• Arbeitsauftrag 1:
Übersetzen Sie diesen Satz aus dem Lesetext ins Englische: „Genau hier beginnt der Bereich der nicht-funktionalen Anforderungen und mit ihm die typischen Schwächen heutiger Agenten.“
• Arbeitsauftrag 2:
Führen Sie den Lesetext über KI-Agenten und nicht-funktionale Anforderungen im Anschluss an seinen letzten Satz weiter.

Wo Agenten an Grenzen stoßen: nicht-funktionale Anforderungen
Agentic Coding zeigt eindrucksvoll, wie weit KI-gestützte Automatisierung inzwischen reicht. KI-Agenten übernehmen funktionale Aufgaben zunehmend zuverlässig: Sie entwerfen eine API, validieren ein Formular, integrieren eine Datenbankabfrage oft schneller als ein Mensch es kann. Die Ergebnisse sind jedoch nicht immer technisch korrekt; erst mit Expertenwissen und der Kontrolle nicht-funktionaler Anforderungen werden sie verlässlich, gut dokumentiert, lauffähig und auch deploybar.
Denn funktional heißt nicht belastbar. Denn sobald Anforderungen ins Spiel kommen, die über das reine „Was soll die Software tun“ hinausgehen – etwa wie schnell sie reagieren muss, wie sicher oder wartbar sie sein soll – entstehen neue Lücken. Genau hier beginnt der Bereich der nicht-funktionalen Anforderungen und mit ihm die typischen Schwächen heutiger Agenten.
Nicht-funktionale Anforderungen beschreiben das „Wie“ eines Systems: Wie performant soll ein Service unter Last reagieren? Wie sicher sind Schnittstellen gegen Angriffe geschützt? Wie skalierbar ist ein neues Modul, wenn sich das Geschäftsmodell ändert? Welche Architekturkonventionen gilt es einzuhalten, um langfristig wartbare Systeme zu erhalten?

• Informationen:

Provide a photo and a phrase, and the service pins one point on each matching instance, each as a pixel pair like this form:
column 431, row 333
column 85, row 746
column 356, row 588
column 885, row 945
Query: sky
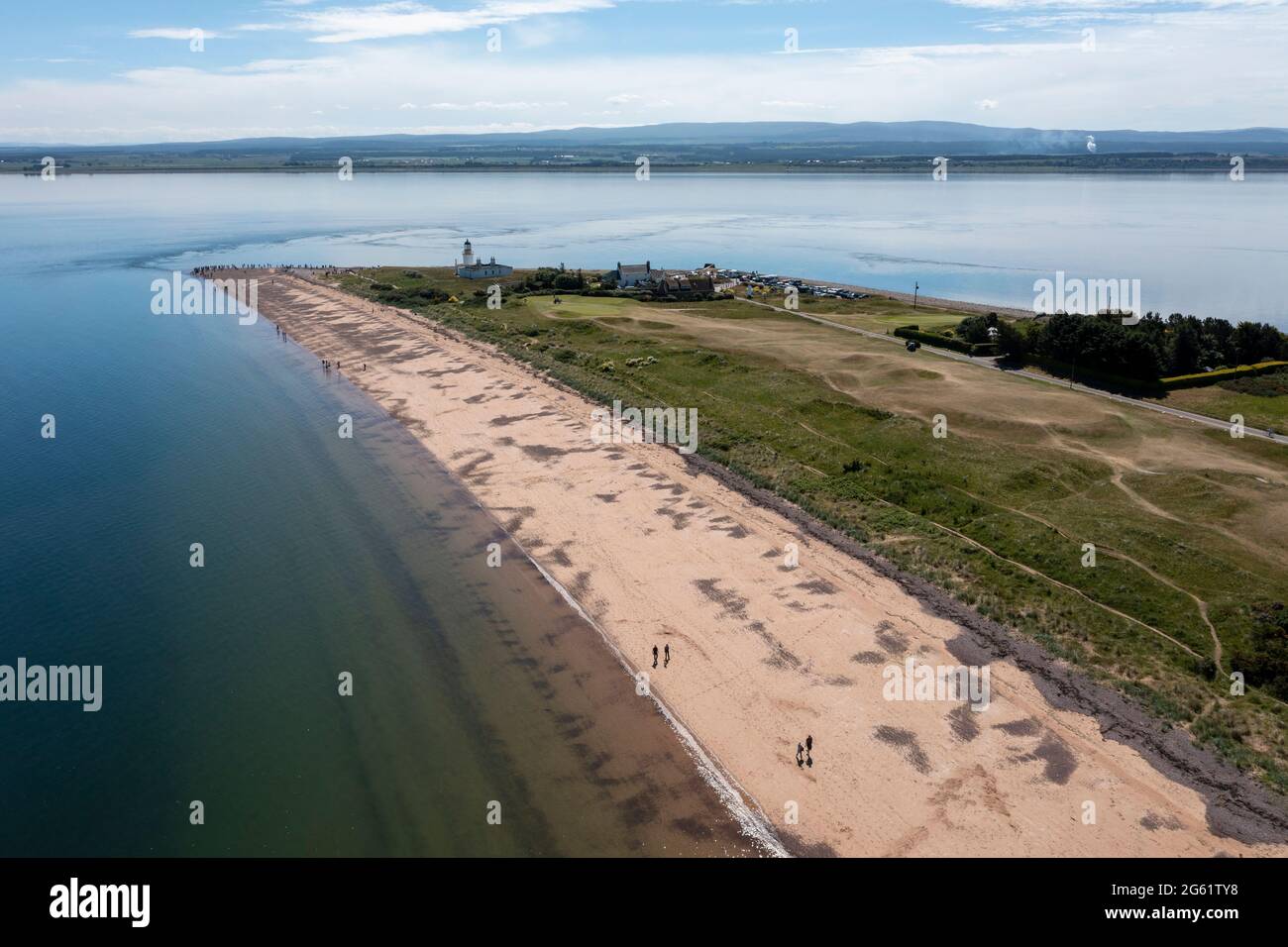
column 136, row 71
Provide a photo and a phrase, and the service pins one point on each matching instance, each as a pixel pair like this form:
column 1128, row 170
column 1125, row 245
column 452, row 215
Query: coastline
column 758, row 660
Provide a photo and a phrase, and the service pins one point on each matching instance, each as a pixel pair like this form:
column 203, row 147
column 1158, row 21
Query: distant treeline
column 1151, row 350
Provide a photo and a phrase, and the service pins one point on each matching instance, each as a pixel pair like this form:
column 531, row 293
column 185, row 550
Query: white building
column 477, row 269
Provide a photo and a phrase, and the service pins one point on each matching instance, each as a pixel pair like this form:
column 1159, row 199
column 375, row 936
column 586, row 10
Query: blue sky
column 117, row 72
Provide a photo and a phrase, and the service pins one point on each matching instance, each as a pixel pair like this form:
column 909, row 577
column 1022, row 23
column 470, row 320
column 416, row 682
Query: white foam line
column 752, row 822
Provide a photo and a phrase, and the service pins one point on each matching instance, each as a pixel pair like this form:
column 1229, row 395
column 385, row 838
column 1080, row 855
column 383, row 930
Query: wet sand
column 660, row 551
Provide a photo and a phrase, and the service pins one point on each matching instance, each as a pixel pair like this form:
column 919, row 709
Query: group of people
column 329, row 365
column 804, row 751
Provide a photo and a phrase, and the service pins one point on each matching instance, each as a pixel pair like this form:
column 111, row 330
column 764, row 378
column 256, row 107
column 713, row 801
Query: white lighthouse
column 473, row 268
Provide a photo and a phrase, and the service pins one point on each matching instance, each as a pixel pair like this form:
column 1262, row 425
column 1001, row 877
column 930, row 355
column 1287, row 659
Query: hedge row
column 947, row 342
column 1211, row 377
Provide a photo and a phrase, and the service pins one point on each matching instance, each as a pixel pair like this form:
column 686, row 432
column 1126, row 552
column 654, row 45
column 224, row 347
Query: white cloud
column 174, row 33
column 403, row 18
column 1183, row 69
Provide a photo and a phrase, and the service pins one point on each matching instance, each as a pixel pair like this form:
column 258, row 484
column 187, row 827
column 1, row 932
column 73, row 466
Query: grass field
column 1258, row 411
column 1190, row 527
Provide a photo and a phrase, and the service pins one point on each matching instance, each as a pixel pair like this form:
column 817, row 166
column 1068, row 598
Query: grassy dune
column 1189, row 525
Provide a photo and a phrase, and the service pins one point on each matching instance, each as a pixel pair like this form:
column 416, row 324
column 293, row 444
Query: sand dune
column 657, row 551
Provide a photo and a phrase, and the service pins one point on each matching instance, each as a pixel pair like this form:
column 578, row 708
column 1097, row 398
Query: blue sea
column 327, row 557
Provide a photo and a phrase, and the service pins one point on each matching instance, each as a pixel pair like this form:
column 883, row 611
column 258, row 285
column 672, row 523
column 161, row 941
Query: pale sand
column 658, row 553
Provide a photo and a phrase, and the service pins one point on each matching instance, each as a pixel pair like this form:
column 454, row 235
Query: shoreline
column 1061, row 745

• Antwortfeld 1:
This is exactly where the realm of non-functional requirements begins, and with it the typical weaknesses of today's agents.

• Antwortfeld 2:
Solche Anforderungen sind selten direkt aus einem Prompt ableitbar. Sie sind oft implizit, kontextabhängig, unternehmensspezifisch und dynamisch. Viele Entscheidungen in einer Software haben kausale Abhängigkeiten, beispielsweise weil ein anderes Team Vorgaben gemacht oder eine bestimmte Lösung gewählt hat. Oft entstehen Anforderungen auch erst im Verlauf: Skalierbarkeit wird erst wichtig, wenn die Nutzerzahlen wachsen; Latenzanforderungen, wenn Echtzeitfunktionen kommen. Solche Zusammenhänge lassen sich kaum in einen kurzen Prompt pressen. Agenten, die nur lokal operieren (also auf einzelne Dateien oder Tasks fokussiert sind), haben keinen Blick für diese übergeordneten Aspekte.
Beispiel: Risiko statt Produktivität
Ein Beispiel: Ein Agent generiert eine neue REST-API in Rekordzeit, inklusive Tests und Dokumentation. Technisch korrekt, syntaktisch sauber, aber ohne Einbindung in bestehende Sicherheitsmechanismen, ohne Logging-Konzept und ohne Rücksicht auf Latenz oder Skalierbarkeit. Was auf den ersten Blick nach Produktivität aussieht, wird auf Systemebene schnell zum Risiko.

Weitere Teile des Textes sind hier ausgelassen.